Given data:

· · · ·

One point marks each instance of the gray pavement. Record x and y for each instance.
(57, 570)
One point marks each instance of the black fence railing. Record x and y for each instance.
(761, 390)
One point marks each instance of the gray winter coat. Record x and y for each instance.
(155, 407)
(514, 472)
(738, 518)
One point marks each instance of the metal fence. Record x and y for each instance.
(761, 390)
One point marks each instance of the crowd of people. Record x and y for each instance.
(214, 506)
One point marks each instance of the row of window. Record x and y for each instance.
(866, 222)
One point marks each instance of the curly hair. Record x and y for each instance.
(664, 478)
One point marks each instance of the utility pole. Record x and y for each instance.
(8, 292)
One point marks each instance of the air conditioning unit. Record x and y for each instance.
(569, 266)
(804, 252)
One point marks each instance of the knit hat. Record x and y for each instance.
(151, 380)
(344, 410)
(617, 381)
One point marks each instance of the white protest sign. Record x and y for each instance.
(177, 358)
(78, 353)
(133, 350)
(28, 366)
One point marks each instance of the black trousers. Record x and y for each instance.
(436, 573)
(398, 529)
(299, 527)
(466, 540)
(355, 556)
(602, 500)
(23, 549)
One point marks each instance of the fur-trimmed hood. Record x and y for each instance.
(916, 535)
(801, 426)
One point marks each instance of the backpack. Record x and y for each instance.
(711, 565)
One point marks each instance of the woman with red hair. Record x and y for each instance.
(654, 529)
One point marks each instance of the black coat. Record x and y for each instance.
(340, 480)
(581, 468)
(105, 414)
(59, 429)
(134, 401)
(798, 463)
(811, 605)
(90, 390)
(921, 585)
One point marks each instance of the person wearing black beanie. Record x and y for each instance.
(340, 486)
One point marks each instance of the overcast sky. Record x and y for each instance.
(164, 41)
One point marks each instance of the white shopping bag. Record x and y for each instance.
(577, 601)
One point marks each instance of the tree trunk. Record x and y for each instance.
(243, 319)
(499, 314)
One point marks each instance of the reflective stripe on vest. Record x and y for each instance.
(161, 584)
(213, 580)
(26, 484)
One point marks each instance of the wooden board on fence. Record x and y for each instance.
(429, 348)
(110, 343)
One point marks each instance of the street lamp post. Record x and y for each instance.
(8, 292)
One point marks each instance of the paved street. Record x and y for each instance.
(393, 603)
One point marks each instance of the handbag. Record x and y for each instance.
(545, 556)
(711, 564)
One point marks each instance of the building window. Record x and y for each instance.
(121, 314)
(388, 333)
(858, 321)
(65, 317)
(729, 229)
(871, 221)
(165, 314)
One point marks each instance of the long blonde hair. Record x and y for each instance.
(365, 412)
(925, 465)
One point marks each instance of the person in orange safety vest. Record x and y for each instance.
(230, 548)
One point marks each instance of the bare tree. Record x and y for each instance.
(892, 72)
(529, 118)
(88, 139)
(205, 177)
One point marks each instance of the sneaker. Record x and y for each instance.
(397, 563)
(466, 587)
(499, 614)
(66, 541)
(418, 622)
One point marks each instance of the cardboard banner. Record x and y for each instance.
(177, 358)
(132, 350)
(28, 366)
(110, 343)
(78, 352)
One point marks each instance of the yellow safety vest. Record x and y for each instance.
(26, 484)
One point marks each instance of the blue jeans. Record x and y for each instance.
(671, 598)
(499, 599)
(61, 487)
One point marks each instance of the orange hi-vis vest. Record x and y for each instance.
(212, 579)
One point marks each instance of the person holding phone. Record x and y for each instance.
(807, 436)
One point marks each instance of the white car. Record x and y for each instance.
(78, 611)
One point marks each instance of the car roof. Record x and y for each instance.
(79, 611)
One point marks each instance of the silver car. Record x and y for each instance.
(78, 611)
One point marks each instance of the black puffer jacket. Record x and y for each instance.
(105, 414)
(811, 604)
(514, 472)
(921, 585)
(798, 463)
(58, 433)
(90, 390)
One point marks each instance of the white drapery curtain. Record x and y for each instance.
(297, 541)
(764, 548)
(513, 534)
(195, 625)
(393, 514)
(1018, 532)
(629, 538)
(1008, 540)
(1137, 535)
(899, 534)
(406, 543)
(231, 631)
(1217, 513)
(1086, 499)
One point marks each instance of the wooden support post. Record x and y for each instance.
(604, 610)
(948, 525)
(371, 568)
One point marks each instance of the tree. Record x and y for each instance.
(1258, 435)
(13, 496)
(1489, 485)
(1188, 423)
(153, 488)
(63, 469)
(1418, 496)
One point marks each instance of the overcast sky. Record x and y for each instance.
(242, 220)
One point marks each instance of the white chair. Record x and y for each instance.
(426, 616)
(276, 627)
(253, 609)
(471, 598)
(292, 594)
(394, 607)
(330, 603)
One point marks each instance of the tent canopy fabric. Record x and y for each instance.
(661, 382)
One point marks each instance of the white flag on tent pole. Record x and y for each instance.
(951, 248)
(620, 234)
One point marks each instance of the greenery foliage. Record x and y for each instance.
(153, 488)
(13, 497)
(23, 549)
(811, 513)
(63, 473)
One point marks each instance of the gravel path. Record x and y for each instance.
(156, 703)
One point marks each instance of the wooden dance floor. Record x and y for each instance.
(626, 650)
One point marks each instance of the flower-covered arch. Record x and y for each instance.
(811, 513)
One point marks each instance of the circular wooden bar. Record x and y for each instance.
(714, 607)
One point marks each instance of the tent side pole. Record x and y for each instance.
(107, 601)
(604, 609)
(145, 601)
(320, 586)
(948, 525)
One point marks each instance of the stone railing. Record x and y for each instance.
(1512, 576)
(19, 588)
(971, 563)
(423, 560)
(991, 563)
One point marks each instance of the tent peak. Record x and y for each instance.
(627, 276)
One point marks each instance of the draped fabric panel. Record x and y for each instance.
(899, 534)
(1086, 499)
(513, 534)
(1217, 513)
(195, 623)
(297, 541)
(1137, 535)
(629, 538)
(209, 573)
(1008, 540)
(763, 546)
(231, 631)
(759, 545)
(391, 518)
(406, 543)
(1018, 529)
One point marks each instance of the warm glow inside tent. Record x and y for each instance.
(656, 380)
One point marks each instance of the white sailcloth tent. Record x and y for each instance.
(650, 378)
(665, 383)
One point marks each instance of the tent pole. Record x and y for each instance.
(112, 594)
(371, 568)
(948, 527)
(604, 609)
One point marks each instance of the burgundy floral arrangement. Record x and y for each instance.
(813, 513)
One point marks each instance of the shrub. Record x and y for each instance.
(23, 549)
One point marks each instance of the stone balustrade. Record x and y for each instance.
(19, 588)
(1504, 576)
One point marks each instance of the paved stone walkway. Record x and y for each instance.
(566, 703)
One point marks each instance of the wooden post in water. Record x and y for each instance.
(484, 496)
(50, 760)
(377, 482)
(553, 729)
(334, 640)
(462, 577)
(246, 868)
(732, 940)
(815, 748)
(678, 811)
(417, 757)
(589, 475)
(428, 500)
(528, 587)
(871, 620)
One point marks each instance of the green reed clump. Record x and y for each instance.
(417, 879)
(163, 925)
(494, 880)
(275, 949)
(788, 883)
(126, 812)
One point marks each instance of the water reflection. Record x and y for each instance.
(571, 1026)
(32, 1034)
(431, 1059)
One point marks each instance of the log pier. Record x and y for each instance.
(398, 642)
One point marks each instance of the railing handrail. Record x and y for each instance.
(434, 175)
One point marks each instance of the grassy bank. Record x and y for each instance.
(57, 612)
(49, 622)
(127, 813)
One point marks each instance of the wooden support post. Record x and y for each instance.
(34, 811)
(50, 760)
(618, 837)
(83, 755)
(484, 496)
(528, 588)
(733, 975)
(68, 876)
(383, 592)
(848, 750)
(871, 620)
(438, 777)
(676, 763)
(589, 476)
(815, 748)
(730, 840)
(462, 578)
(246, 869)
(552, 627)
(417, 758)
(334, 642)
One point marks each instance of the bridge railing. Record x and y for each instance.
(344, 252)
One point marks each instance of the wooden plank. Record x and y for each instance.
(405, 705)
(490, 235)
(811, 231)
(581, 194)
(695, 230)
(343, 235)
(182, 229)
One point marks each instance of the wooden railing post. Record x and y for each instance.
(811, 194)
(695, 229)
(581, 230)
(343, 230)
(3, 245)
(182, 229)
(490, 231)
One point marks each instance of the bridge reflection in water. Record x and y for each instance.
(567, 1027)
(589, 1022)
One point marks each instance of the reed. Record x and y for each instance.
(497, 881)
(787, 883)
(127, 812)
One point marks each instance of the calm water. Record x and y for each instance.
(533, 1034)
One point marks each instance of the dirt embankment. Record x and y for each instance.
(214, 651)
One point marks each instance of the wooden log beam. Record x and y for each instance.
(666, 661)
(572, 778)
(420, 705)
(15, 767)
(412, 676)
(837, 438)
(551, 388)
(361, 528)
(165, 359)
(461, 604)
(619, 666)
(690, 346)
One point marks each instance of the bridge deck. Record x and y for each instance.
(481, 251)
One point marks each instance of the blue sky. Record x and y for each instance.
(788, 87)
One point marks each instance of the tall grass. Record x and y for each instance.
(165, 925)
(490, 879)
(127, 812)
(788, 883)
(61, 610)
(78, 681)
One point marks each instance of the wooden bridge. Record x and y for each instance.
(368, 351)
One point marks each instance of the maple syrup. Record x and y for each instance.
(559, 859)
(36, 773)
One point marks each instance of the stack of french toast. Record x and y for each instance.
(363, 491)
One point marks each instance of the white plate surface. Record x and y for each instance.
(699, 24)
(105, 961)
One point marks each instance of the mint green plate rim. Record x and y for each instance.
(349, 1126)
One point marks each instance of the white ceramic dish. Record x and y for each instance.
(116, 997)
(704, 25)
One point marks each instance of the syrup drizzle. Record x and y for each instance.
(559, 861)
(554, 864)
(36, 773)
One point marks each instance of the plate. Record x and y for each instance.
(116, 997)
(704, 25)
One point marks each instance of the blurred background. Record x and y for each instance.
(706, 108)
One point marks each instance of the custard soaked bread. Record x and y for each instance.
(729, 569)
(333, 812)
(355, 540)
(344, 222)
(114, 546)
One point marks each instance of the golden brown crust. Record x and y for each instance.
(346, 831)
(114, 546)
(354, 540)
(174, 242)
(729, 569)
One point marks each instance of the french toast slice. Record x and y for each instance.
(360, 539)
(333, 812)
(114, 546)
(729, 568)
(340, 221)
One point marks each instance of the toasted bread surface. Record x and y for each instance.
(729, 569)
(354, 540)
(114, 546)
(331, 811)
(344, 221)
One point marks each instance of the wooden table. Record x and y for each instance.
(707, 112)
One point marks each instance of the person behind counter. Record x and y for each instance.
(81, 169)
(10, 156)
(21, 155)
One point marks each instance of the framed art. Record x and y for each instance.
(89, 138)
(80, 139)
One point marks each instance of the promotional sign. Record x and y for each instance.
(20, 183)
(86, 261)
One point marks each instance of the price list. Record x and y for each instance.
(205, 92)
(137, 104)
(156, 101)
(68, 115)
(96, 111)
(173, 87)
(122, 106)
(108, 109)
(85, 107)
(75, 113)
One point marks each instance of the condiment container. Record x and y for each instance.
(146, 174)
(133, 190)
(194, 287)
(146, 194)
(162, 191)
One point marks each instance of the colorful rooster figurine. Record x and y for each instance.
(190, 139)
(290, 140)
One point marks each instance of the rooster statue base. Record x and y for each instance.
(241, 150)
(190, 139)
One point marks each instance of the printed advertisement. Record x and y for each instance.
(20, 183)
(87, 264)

· · · ·

To be done:
Repeat only the stretch of lines starting at the one containing "One point marks each instance of the golden" and running to the final line of the entries above.

Completed exercise:
One point marks each instance of the golden brown crust. Record x and y for each instance.
(346, 831)
(114, 546)
(354, 540)
(174, 242)
(729, 569)
One point marks each instance of the french toast slice. Record x and y for each instance.
(360, 539)
(333, 812)
(114, 546)
(729, 568)
(340, 221)
One point marks each instance of the toasted bread surface. Record x and y for each instance.
(729, 569)
(354, 540)
(114, 546)
(331, 811)
(344, 221)
One point marks each instance of the wooden table. Record x and y for each instance.
(707, 112)
One point marks each instance of the person behind counter. Record x and y for each instance.
(81, 169)
(10, 156)
(21, 155)
One point marks each instance of the framed art. Record x and y for each instance.
(89, 138)
(80, 139)
One point marks each instance of the promotional sign. Record x and y for each instance.
(20, 183)
(86, 261)
One point marks each instance of the price list. Record x and y for each instance.
(205, 92)
(137, 104)
(156, 101)
(68, 115)
(96, 111)
(173, 87)
(122, 106)
(108, 109)
(85, 107)
(75, 113)
One point marks each instance of the condiment container. Record x and y for each instance.
(146, 174)
(133, 190)
(194, 287)
(146, 194)
(162, 191)
One point marks each instance of the colorful rooster figurine. Record x and y for each instance.
(190, 139)
(290, 140)
One point marks each instance of the rooster statue base. Record x and y for each instance.
(241, 150)
(190, 139)
One point marks each instance of the printed advertisement. Record x and y for each instance.
(20, 183)
(87, 264)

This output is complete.